**Short task:** Which lines below contain the word "metal"? Select each one and copy it out in full.

**Extracted entries:**

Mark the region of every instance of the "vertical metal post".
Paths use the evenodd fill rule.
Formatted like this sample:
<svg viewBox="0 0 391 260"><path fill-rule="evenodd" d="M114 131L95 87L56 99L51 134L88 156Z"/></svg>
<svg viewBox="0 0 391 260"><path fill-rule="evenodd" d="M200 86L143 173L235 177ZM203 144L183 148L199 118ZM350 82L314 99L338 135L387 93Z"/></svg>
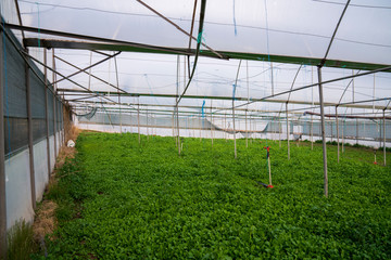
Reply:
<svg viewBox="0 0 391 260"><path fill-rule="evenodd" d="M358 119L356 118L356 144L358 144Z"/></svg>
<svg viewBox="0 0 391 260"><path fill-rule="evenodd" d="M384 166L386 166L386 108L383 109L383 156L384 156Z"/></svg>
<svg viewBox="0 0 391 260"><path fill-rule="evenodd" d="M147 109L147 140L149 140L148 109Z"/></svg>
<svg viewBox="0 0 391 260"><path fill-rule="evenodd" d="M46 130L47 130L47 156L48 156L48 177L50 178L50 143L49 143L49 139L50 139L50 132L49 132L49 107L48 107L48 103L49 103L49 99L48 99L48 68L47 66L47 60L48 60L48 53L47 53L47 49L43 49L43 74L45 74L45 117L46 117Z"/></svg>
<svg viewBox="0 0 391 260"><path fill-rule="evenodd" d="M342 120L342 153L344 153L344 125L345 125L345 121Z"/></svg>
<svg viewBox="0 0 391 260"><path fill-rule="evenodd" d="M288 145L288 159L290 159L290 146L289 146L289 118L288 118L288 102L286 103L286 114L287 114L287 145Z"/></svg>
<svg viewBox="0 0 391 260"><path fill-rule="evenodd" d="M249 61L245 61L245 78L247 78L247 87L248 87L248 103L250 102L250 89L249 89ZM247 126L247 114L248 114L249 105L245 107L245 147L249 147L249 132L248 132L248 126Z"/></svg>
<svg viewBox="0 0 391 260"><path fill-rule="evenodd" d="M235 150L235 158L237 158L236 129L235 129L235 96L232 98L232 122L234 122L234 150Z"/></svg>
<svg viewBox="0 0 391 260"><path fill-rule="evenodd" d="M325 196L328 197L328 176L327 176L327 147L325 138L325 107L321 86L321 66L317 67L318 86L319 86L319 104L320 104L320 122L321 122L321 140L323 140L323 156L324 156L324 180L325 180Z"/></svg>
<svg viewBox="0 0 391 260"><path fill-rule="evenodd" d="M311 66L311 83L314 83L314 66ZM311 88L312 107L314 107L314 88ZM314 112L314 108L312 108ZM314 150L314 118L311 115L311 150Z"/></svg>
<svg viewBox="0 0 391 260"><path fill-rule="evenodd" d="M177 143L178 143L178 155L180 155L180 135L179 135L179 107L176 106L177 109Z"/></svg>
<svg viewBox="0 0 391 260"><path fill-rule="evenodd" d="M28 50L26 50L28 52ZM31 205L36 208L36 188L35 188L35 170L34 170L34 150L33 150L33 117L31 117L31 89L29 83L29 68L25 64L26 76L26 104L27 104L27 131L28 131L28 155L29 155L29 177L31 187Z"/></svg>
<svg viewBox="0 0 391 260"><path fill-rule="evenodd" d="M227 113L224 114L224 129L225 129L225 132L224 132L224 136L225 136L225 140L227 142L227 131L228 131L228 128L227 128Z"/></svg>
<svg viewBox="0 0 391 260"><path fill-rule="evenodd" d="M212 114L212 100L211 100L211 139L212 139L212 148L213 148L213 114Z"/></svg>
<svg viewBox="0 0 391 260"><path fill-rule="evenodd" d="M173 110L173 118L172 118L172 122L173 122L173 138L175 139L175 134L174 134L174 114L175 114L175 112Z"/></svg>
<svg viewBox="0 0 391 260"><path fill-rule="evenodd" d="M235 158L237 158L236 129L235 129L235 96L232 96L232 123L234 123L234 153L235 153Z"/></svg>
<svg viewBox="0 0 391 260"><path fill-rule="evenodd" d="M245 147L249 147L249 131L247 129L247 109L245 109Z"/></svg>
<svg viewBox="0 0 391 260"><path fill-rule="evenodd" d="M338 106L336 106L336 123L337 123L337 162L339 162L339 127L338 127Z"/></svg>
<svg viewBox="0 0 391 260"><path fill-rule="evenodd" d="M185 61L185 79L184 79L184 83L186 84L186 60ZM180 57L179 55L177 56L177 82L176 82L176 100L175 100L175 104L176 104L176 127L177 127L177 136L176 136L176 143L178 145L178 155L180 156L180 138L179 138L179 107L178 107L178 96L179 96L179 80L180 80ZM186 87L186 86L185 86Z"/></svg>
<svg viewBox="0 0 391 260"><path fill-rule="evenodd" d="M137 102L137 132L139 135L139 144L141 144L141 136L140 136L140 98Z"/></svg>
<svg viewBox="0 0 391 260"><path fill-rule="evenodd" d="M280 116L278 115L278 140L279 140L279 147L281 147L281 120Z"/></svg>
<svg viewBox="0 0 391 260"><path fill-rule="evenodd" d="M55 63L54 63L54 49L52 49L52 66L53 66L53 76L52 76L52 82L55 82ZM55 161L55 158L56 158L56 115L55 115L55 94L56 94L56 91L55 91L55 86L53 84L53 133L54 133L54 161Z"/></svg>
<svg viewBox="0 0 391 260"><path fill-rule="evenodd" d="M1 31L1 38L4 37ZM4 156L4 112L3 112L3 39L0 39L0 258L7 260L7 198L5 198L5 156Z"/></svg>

**Answer:**
Mark the region of every instance of the "vertical metal post".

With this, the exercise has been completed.